- Texto apresentado:
Flávia Oliveira
Vulnerabilidade social escancarada pela pandemia encontrou combustível nefasto na escalada de preço dos alimentos
O
IBGE investiga desde 2004 a situação alimentar das famílias brasileiras.
Naquele ano, 34,9% dos lares enfrentavam algum nível de privação. Há três
escalas. Na mais branda, batizada de leve, sobra preocupação com a
possibilidade de não poder comprar comida e falta qualidade na alimentação. É
quando a dona de casa substitui por macarrão o “arroz nosso de cada dia pela
hora da morte”. No nível moderado, já considera alguma restrição a alimentos;
no grave, falta comida. Na série oficial, a insegurança alimentar caiu até
2013, quando bateu 22,6%. Dois anos atrás, chegou a 36,7% dos lares, pior nível
já registrado — comparável aos índices de pobreza de meados dos anos 1990,
segundo cálculos da economista Sonia Rocha no artigo “Pobreza e indigência no
Brasil” (IETS, 2006). Significa que 84,9 milhões de brasileiros viviam entre o
medo de não conseguir comprar e a realidade de não ter o que comer. Qualquer
semelhança com os 67 milhões de beneficiários das cinco primeiras parcelas de
R$ 600 do auxílio emergencial não é coincidência.
A
miséria faz mais vítimas no Nordeste, que abriga 1,3 milhão dos 3,1 milhões de
domicílios com alguma privação alimentar. Há dificuldades, sobretudo, em áreas
rurais, lares chefiados por mulheres ou por pessoas autodeclaradas pardas.
Metade dos brasileirinhos com menos de 5 anos — 6,5 milhões ao todo — crescia
em residências com algum grau de insegurança alimentar. É informação
preocupante, quando sabemos que alimentação adequada aumenta a capacidade de
aprendizado e melhora o desempenho escolar. Torna-se desesperadora à sombra de
uma crise sanitária que deixou crianças e adolescentes sem aulas e sem merenda.
Outra pesquisa do IBGE, a Pnad Covid-19, mostrou que, dos 46 milhões de
estudantes matriculados em escolas ou universidades, 7,3 milhões não tiveram
atividades na terceira semana de agosto. Também no mês passado, o Datafolha
apurou que mais da metade (53%) das pessoas que receberam o auxílio emergencial
usou o dinheiro para comprar alimentos.

- Lista de tarefas:
A. Por favor, repita sem alterações o trecho do texto sobre insegurança alimentar que se inicia nas palavras que contêm "Metade dos brasileirinhos" e se encerra em "para comprar alimentos.".
B. Prossiga com o texto sobre insegurança alimentar a partir da última frase mostrada.
As linhas que vêm depois não têm relação com o texto sobre insegurança alimentar.

- Dados a seguir:
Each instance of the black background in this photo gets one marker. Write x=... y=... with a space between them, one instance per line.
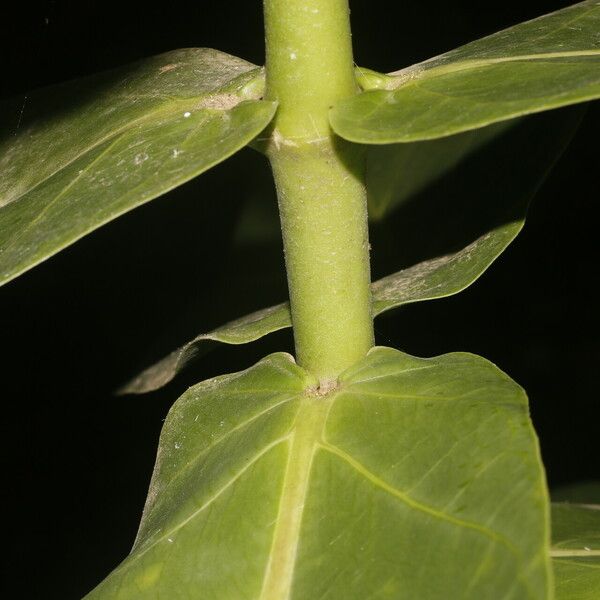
x=76 y=458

- Respostas esperadas:
A.
Metade dos brasileirinhos com menos de 5 anos — 6,5 milhões ao todo — crescia
em residências com algum grau de insegurança alimentar. É informação
preocupante, quando sabemos que alimentação adequada aumenta a capacidade de
aprendizado e melhora o desempenho escolar. Torna-se desesperadora à sombra de
uma crise sanitária que deixou crianças e adolescentes sem aulas e sem merenda.
Outra pesquisa do IBGE, a Pnad Covid-19, mostrou que, dos 46 milhões de
estudantes matriculados em escolas ou universidades, 7,3 milhões não tiveram
atividades na terceira semana de agosto. Também no mês passado, o Datafolha
apurou que mais da metade (53%) das pessoas que receberam o auxílio emergencial
usou o dinheiro para comprar alimentos.

B.
A
política de transferência de renda montada às pressas (por sociedade civil,
Congresso Nacional e Executivo) em resposta à pandemia devolveu poder de compra
às famílias mais pobres, durante a devastação do mercado de trabalho. Na
esteira do isolamento social, necessário para conter a transmissão do novo
coronavírus, ocupações com e sem carteira assinada foram varridas. Milhões de
vagas desapareceram no trabalho doméstico, no comércio, no setor de serviços e
na construção, junto com elas refeições servidas em refeitórios e cozinhas dos
empregadores. Na metade mais pobre da população, a perda de renda individual do
trabalho bateu 27,92%, calculou o economista Marcelo Neri, da FGV Social: “Os
pobres foram ao inferno com o desemprego e chegaram ao céu com o auxílio
emergencial. A redução do valor (de R$ 600 para R$ 300 nas quatro últimas
parcelas) e o fim do programa (em dezembro) tendem a agravar a crise. Se o IBGE
fosse a campo em 2021, encontraria um cenário ainda pior em insegurança
alimentar”.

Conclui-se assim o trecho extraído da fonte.